- Task details: From the entries provided below, copy each line that contains the word "tent".

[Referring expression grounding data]
☆ ☆ ☆ ☆

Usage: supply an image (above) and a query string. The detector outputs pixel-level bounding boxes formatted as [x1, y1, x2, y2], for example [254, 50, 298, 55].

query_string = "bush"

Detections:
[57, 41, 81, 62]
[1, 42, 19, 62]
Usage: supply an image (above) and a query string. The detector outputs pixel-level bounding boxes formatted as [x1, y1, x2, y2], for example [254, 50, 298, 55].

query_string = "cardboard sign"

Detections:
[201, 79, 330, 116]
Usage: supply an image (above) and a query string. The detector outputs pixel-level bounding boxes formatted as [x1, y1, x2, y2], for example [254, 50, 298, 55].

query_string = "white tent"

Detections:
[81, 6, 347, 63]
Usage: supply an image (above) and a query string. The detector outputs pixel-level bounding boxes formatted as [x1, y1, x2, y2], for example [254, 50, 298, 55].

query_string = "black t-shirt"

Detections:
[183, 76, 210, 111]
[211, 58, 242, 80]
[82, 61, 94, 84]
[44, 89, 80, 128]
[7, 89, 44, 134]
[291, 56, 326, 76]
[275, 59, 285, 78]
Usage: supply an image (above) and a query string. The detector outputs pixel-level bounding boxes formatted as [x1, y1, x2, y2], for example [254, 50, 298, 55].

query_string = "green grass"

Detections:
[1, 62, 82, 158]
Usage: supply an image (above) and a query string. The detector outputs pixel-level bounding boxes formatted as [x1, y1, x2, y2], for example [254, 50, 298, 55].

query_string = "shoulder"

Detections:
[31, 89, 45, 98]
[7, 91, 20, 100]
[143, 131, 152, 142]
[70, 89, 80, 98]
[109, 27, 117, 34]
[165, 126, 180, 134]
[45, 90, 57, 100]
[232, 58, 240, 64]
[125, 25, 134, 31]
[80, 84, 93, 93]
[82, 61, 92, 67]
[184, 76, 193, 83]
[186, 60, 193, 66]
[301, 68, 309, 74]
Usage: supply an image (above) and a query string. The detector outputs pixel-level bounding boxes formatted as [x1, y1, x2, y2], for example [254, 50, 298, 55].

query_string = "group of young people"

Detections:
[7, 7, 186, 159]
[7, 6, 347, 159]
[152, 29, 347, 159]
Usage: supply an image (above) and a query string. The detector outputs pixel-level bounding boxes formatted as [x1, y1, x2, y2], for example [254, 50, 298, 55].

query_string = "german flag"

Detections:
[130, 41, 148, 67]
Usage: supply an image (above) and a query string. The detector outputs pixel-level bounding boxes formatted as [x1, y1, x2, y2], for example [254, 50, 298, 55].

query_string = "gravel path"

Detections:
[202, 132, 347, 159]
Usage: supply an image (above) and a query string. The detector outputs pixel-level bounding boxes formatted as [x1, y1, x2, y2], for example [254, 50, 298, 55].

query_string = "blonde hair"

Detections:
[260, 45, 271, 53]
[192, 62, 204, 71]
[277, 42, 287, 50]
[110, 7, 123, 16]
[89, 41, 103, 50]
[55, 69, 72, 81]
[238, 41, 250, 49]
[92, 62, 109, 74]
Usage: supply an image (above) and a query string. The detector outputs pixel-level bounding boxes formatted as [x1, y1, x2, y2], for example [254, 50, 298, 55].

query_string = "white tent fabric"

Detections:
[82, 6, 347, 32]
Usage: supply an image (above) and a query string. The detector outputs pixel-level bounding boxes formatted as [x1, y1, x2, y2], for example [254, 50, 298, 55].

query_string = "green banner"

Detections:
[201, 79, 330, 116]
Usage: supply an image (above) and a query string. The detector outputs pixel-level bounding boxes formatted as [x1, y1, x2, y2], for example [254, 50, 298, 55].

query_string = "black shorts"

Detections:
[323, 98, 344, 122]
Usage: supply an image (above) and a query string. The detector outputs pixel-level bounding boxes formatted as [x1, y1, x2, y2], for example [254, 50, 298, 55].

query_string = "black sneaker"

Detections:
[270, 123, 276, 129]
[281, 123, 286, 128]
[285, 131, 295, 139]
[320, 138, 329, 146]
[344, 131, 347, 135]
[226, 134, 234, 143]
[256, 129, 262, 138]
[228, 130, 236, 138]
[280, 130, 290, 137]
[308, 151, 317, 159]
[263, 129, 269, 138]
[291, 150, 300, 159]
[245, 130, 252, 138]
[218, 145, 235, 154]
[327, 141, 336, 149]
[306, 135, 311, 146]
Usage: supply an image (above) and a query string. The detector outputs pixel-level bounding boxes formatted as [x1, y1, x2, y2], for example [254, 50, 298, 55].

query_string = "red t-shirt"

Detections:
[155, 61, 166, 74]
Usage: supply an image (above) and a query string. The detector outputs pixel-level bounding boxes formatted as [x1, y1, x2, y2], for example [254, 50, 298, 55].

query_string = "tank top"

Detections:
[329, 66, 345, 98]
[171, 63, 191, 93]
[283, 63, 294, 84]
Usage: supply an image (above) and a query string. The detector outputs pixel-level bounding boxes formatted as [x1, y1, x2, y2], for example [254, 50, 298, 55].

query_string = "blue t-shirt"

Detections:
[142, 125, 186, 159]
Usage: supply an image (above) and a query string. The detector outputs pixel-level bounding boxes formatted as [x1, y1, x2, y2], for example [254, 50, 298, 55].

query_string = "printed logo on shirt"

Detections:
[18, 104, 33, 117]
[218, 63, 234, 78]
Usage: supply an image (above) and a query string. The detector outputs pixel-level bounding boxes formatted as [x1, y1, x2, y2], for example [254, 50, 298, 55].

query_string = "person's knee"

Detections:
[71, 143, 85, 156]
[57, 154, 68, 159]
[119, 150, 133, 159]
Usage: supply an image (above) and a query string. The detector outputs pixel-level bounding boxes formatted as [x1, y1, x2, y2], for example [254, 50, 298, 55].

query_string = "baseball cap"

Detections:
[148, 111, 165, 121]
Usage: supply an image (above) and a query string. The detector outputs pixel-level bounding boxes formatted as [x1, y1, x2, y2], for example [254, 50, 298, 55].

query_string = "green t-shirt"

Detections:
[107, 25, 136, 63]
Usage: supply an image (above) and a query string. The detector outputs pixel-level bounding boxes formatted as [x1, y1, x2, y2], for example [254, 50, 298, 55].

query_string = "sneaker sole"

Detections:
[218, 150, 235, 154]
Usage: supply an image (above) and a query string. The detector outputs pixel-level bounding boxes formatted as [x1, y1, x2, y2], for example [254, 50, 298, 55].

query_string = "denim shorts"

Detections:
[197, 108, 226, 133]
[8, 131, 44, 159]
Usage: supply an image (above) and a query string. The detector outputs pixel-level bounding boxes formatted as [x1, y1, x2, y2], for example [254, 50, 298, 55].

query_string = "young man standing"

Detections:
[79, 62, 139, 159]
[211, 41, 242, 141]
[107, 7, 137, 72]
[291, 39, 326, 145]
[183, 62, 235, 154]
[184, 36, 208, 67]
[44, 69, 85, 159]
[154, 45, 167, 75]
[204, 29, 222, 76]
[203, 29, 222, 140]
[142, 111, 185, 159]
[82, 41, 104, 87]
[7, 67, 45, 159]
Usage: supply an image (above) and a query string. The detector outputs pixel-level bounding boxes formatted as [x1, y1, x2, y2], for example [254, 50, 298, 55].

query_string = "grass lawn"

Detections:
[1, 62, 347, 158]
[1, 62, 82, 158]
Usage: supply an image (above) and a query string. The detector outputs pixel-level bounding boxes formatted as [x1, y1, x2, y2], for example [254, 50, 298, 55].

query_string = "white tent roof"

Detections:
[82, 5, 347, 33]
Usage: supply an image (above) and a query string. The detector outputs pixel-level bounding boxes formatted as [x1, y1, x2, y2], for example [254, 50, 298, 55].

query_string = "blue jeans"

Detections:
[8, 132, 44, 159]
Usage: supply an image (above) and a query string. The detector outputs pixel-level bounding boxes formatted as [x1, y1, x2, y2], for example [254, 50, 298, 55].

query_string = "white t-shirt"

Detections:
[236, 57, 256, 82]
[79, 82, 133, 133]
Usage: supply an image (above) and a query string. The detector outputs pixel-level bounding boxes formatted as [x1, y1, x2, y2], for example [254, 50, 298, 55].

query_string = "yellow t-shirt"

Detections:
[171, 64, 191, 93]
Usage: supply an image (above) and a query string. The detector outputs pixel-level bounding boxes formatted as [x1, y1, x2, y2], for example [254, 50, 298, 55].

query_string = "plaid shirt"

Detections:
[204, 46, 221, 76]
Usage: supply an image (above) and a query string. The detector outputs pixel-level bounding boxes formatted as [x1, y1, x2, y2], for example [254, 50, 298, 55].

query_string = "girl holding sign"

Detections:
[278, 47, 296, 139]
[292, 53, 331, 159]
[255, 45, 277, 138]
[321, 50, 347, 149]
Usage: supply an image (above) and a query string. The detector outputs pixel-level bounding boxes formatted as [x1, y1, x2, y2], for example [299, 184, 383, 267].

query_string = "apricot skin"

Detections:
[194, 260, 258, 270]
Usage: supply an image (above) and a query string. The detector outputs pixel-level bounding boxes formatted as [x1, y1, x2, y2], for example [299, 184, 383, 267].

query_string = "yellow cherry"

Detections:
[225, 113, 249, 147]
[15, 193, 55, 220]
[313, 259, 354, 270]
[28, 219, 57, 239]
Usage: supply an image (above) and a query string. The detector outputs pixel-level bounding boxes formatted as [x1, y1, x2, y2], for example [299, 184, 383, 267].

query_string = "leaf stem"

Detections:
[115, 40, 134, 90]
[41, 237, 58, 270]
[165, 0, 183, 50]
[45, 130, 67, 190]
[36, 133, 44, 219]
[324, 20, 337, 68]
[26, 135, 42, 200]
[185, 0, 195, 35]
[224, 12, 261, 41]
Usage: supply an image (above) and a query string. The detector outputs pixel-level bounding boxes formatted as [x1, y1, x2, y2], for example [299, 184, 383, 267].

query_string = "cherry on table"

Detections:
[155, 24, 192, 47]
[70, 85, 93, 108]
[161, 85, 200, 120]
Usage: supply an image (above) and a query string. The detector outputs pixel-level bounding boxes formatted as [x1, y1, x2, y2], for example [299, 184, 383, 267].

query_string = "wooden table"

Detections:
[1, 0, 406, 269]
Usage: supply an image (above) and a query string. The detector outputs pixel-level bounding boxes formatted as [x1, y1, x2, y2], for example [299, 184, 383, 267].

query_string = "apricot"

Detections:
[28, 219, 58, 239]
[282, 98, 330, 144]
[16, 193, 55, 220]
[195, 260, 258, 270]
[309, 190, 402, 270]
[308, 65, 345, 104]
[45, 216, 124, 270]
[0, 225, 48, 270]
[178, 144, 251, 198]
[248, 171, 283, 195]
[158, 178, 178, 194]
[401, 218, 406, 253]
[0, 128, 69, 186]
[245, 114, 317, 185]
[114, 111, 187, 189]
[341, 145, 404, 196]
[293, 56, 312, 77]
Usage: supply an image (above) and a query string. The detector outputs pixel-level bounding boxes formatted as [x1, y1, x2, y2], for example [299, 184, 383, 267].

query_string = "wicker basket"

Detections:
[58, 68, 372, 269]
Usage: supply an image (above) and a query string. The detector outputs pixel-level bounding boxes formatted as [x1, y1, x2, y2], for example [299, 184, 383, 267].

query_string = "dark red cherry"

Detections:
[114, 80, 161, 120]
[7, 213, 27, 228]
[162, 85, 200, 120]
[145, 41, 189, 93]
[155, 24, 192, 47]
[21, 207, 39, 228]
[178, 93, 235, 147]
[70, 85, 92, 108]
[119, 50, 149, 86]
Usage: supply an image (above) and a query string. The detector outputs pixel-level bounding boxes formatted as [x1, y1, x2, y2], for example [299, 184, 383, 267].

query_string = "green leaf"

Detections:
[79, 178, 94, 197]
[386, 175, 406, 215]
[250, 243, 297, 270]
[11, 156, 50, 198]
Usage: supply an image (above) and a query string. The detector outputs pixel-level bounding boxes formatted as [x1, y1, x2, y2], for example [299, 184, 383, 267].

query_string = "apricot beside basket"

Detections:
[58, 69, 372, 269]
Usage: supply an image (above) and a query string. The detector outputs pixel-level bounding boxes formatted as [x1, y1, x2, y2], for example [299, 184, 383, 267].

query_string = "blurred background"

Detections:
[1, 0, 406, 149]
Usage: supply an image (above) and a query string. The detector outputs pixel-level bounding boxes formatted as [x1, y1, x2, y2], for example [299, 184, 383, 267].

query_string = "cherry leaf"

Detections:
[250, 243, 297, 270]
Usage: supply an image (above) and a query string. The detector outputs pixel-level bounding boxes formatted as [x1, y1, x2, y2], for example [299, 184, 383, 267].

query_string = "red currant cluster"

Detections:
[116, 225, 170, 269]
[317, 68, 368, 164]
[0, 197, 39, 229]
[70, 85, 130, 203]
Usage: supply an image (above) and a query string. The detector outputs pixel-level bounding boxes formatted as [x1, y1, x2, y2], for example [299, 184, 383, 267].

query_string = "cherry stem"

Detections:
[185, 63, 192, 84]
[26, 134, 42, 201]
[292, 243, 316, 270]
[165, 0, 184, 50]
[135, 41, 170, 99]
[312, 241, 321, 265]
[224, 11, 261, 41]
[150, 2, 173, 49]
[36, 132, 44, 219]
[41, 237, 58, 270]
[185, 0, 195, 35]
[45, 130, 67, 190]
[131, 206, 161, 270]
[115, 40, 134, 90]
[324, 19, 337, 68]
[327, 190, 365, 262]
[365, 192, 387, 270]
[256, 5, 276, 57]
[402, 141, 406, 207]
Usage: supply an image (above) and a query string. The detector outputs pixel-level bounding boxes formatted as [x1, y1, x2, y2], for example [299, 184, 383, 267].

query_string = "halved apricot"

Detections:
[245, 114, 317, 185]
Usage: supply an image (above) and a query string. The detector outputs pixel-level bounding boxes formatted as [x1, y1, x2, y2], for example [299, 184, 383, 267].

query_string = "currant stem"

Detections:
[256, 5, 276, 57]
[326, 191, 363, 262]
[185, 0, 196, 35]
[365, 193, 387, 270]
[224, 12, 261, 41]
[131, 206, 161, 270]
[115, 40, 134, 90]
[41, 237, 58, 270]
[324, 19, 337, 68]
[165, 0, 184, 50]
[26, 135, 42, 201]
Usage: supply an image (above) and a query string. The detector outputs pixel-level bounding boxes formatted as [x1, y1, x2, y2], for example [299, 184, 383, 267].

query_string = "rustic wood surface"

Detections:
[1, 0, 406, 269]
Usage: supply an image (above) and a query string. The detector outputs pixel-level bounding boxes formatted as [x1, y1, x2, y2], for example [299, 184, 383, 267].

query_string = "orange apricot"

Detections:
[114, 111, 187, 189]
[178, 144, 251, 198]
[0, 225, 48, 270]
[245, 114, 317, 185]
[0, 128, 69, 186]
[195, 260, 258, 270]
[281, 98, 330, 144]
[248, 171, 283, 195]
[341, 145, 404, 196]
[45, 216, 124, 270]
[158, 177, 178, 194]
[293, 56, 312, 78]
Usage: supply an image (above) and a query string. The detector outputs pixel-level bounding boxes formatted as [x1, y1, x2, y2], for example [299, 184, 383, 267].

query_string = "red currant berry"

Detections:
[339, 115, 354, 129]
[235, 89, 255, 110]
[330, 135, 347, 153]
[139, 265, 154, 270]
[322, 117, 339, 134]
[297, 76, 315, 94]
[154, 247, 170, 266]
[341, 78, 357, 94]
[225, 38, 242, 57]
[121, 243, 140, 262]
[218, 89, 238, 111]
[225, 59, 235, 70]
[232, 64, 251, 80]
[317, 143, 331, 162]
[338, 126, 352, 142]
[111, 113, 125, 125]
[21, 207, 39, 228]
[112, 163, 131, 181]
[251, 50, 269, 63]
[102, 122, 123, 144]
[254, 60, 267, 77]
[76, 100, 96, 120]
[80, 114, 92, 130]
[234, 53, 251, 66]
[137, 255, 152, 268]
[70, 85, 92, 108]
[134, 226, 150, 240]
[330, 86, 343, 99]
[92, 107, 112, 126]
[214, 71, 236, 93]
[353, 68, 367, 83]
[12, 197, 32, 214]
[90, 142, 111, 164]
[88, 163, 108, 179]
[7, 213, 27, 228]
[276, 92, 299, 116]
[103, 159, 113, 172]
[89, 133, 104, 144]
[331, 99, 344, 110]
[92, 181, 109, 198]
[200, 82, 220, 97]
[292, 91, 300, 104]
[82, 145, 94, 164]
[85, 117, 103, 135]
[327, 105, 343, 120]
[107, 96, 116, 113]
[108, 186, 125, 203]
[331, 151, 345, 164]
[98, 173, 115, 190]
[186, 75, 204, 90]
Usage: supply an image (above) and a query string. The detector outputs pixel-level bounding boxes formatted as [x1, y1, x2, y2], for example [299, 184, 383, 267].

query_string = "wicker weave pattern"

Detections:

☆ ☆ ☆ ☆

- Your solution:
query_string = "white tent"
query_string = "white tent fabric"
query_string = "white tent roof"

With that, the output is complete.